### WORK TO BE COMPLETED
Convert every line of the records below into a numbered list, skipping blank lines and leaving out the pictures.

[Data items]
::::::
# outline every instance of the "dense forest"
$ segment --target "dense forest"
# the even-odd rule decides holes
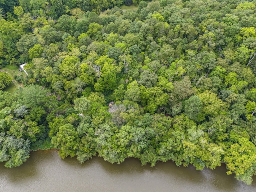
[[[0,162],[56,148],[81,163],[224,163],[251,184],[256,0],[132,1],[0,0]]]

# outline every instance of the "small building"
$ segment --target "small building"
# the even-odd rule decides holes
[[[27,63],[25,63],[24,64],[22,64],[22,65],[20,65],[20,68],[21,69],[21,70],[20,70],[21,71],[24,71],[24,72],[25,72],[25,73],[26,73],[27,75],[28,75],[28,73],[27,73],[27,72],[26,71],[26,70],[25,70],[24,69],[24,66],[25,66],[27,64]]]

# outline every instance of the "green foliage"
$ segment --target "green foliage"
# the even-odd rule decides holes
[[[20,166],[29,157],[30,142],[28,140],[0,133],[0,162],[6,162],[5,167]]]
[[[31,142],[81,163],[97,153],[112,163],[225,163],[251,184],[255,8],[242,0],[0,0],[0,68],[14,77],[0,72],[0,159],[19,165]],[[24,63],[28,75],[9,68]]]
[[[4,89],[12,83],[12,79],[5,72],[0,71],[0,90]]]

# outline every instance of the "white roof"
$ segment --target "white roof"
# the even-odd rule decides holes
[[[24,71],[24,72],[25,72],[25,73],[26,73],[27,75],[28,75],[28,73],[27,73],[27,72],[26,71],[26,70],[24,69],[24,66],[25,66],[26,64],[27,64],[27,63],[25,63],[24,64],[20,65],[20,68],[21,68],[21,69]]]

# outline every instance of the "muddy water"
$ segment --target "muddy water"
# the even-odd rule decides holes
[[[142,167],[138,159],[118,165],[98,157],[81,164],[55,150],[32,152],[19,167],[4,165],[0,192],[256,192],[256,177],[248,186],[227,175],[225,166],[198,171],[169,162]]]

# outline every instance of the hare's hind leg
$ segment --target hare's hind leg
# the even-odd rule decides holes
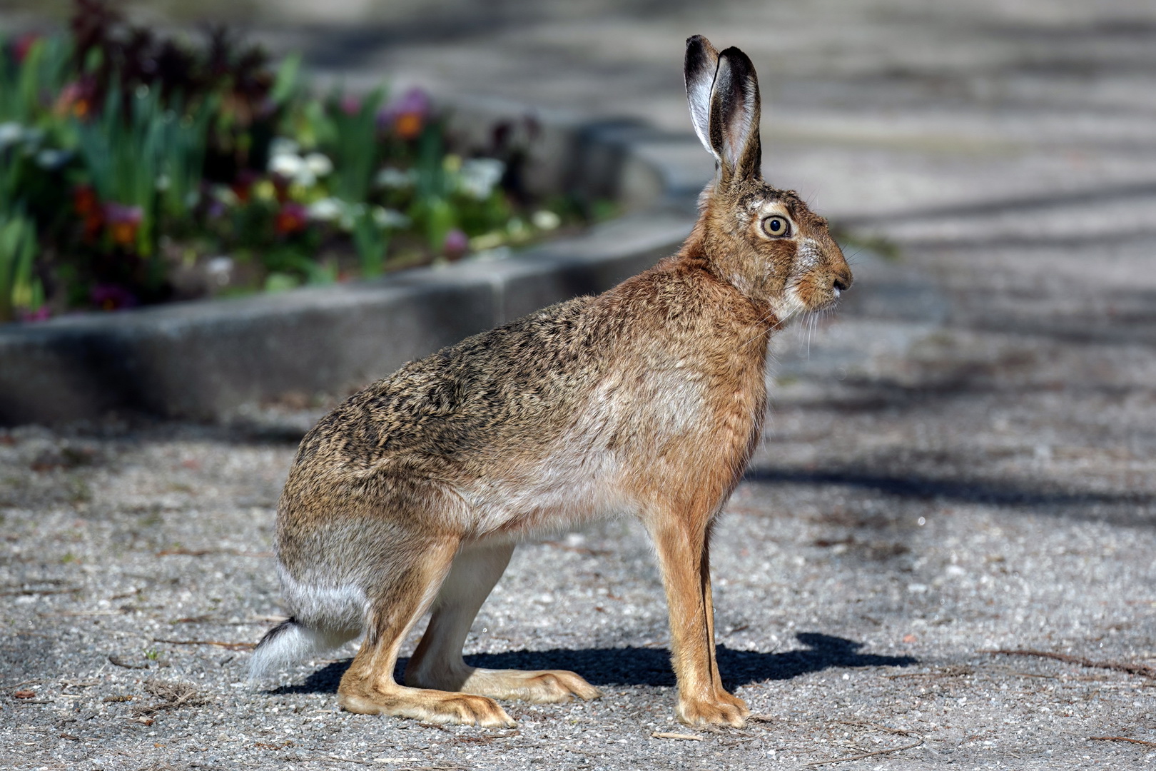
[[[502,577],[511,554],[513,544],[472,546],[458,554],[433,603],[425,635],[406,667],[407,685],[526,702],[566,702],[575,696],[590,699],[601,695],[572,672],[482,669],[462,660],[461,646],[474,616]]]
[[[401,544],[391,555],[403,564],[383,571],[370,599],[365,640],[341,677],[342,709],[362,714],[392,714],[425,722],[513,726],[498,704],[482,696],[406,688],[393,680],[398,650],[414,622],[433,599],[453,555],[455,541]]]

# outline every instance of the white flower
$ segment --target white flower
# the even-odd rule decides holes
::::::
### SOLUTION BELOW
1. # outline every instance of the "dense forest"
2. $ segment --target "dense forest"
3. # the even-odd rule decides holes
4. [[[0,162],[56,148],[81,163],[224,163],[251,184],[256,0],[132,1],[0,0]]]
5. # outline every instance of the "small building"
6. $ segment --target "small building"
7. # the even-odd rule decides holes
8. [[[27,63],[25,63],[24,64],[22,64],[22,65],[20,65],[20,68],[21,69],[21,70],[20,70],[21,71],[24,71],[24,72],[25,72],[25,73],[26,73],[27,75],[28,75],[28,73],[27,73],[27,72],[26,71],[26,70],[25,70],[24,69],[24,66],[25,66],[27,64]]]
9. # outline every instance of the "green foliage"
10. $ segment --target "green foliage"
11. # the even-odd rule decides holes
12. [[[20,166],[29,157],[30,142],[28,140],[0,133],[0,162],[6,162],[5,167]]]
13. [[[31,142],[81,163],[97,153],[112,163],[225,163],[251,184],[255,8],[242,0],[0,0],[0,68],[14,77],[0,72],[0,159],[19,165]],[[24,63],[28,75],[9,68]]]
14. [[[4,89],[12,83],[12,79],[5,72],[0,71],[0,90]]]
15. # outline every instance of the "white roof"
16. $ segment --target "white roof"
17. # the even-odd rule decides holes
18. [[[24,71],[24,72],[25,72],[25,73],[26,73],[27,75],[28,75],[28,73],[27,73],[27,72],[26,71],[26,70],[24,69],[24,66],[25,66],[26,64],[27,64],[27,63],[25,63],[24,64],[20,65],[20,68],[21,68],[21,69]]]
19. # outline every instance of the "muddy water"
20. $ segment --target "muddy water"
21. # the even-odd rule decides holes
22. [[[142,167],[138,159],[118,165],[98,157],[81,164],[55,150],[32,152],[19,167],[4,165],[0,192],[256,192],[256,177],[248,186],[227,175],[225,166],[198,171],[169,162]]]
23. # outline every instance of the hare's hind leg
24. $ segment --target hare's hind leg
25. # the even-odd rule decides holes
26. [[[502,577],[511,554],[513,544],[472,546],[458,554],[433,603],[425,635],[406,667],[407,685],[526,702],[566,702],[575,696],[590,699],[601,695],[572,672],[482,669],[462,660],[461,646],[474,616]]]
27. [[[401,544],[391,555],[403,564],[383,571],[370,599],[365,640],[341,677],[342,709],[362,714],[392,714],[425,722],[513,726],[498,704],[482,696],[406,688],[393,680],[398,650],[414,622],[433,599],[453,555],[455,541]]]
28. # outline every instance of the white flower
29. $ segment --target white flower
30. # the even-odd rule decides holes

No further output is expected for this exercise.